Material for this exercise -
#####

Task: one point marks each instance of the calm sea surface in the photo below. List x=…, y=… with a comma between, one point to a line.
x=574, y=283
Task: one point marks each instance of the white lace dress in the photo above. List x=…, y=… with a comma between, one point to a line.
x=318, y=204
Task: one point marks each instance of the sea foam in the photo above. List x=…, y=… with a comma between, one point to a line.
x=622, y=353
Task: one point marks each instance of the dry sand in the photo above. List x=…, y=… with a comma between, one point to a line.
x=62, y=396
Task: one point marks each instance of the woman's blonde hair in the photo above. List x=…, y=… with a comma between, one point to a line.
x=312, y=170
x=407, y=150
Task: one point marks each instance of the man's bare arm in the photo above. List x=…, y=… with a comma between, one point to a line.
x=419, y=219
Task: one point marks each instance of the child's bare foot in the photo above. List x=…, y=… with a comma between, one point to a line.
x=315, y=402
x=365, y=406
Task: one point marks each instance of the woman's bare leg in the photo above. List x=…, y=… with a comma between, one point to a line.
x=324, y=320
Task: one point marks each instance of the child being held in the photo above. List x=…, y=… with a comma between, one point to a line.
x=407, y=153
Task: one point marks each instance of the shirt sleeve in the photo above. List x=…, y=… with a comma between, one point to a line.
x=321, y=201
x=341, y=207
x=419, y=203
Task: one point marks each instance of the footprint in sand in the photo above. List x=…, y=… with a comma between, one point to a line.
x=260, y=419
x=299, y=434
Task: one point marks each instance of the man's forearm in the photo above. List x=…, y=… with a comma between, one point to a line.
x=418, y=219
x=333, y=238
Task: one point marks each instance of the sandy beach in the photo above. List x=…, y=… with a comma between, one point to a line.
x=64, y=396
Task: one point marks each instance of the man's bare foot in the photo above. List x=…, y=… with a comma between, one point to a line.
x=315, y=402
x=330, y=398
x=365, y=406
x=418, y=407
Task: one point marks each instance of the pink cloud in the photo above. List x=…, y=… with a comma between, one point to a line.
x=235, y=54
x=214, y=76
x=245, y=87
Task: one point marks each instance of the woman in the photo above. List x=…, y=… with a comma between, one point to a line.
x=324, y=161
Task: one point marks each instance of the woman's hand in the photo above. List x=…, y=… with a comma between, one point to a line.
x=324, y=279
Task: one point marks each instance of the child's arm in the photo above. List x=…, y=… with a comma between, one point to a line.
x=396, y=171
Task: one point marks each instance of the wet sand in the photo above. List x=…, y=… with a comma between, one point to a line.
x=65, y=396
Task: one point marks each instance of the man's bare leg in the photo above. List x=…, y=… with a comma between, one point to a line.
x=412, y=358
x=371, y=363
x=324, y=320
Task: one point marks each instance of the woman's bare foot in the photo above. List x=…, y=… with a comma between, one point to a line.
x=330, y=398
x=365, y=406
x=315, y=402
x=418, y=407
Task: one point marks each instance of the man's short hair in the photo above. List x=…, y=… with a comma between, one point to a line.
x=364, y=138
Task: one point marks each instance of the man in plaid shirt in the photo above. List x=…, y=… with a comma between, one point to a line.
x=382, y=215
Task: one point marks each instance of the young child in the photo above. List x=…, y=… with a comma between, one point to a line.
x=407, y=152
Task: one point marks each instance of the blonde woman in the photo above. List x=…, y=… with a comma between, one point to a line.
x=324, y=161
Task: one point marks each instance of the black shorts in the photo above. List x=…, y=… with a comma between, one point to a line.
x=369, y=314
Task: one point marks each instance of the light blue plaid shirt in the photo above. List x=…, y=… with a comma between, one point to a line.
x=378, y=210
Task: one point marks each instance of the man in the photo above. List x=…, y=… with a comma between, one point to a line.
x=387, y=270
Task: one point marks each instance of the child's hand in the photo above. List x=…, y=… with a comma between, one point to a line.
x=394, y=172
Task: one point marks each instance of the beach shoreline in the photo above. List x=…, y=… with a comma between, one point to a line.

#####

The problem -
Set down all of the entries again, keeping every line exactly as it is.

Task output -
Task: one point marks each instance of the calm sea surface in the photo below. List x=…, y=… with a comma between, one point to a line.
x=574, y=283
Task: one point marks each instance of the white lace dress in the photo above. List x=…, y=… with a comma between, one point to a line.
x=318, y=204
Task: one point marks each instance of the sea foam in the photo above. List x=…, y=… with a comma between, one point to a line.
x=622, y=353
Task: one point marks each instance of the dry sand in the photo above. List x=…, y=… with a comma between, one point to a line.
x=62, y=396
Task: one point marks each instance of the woman's blonde hair in the photo above. List x=…, y=… with a comma between, one point to a line.
x=312, y=170
x=407, y=150
Task: one point marks each instance of the man's bare arm in the photo above. List x=…, y=… with a comma between, one point to a line.
x=419, y=219
Task: one point marks each instance of the child's bare foot in the photo above. List x=…, y=… with a comma between, one point to a line.
x=315, y=402
x=365, y=406
Task: one point marks each instance of the woman's bare leg in the photo above. List x=…, y=… with a comma between, one point to a line.
x=324, y=320
Task: one point marks each instance of the child being held in the photo above. List x=…, y=… with a comma between, one point to a line.
x=407, y=153
Task: one point marks each instance of the shirt sleeve in the photo above. List x=…, y=… with a comma between, one point to a line.
x=321, y=201
x=341, y=207
x=419, y=203
Task: one point marks each instance of the footprint in sand in the photo above. List x=…, y=… with a comma between, one point to a line.
x=260, y=419
x=299, y=434
Task: one point marks each instance of the man's forearm in the photo above. List x=…, y=… with a comma between, one point to a line.
x=418, y=219
x=333, y=238
Task: one point marks each instance of the sandy beach in the photo above. List x=…, y=… with a comma between, one point to a line.
x=64, y=396
Task: one point marks each instance of the man's bare foot in the photo above. List x=…, y=… with a comma between, one point to a line.
x=315, y=402
x=330, y=398
x=365, y=406
x=418, y=407
Task: one point marks each instance of the pink cloud in the photo above. List x=…, y=… with a comma between, one point to a line.
x=235, y=54
x=214, y=76
x=245, y=87
Task: one point marks each instance of the woman in the photo above. List x=…, y=… with a comma between, one point to a line.
x=324, y=161
Task: one point marks each instance of the woman's hand in the photo above. List x=…, y=… with a comma between, one point to a line.
x=324, y=279
Task: one point marks each instance of the child's arm in the photo above. List x=…, y=… with a comma between, one point to a line.
x=396, y=171
Task: one point marks each instance of the wet sand in the photo above. List x=…, y=… with a comma between, one point to a line.
x=65, y=396
Task: one point marks each instance of the man's bare leg in the photo above. List x=…, y=… with a comma between, one point to a line.
x=412, y=358
x=371, y=363
x=324, y=320
Task: one point marks each instance of the woman's bare foot in the photo above. List x=…, y=… with a comma between, one point to a line.
x=330, y=398
x=365, y=406
x=315, y=402
x=418, y=407
Task: one point marks each instance of the man's short hair in the photo above. List x=…, y=… with a comma between, one point to a line.
x=364, y=138
Task: one point marks each instance of the man in plaid shirt in the photo above. List x=…, y=… with a comma between, one point to a line.
x=382, y=215
Task: one point marks each instance of the young child in the photo above. List x=…, y=… with a comma between, one point to a line.
x=407, y=152
Task: one point marks each instance of the blonde woman in the photo above. List x=…, y=… with a comma between, one point to a line.
x=324, y=161
Task: one point marks each instance of the black shorts in the photo above. List x=…, y=… with a comma between, one point to a line.
x=369, y=314
Task: one point marks each instance of the light blue plaid shirt in the photo above. List x=…, y=… with a comma between, one point to a line.
x=378, y=210
Task: one point marks each instance of the man in the photo above. List x=…, y=… with a comma between, one point to a line.
x=387, y=270
Task: one point marks each instance of the child's hand in the photo above. List x=…, y=… with a comma between, one point to a line.
x=394, y=172
Task: one point marks each instance of the beach shoreline in the photo above. List x=…, y=… with a comma between, one point to a line.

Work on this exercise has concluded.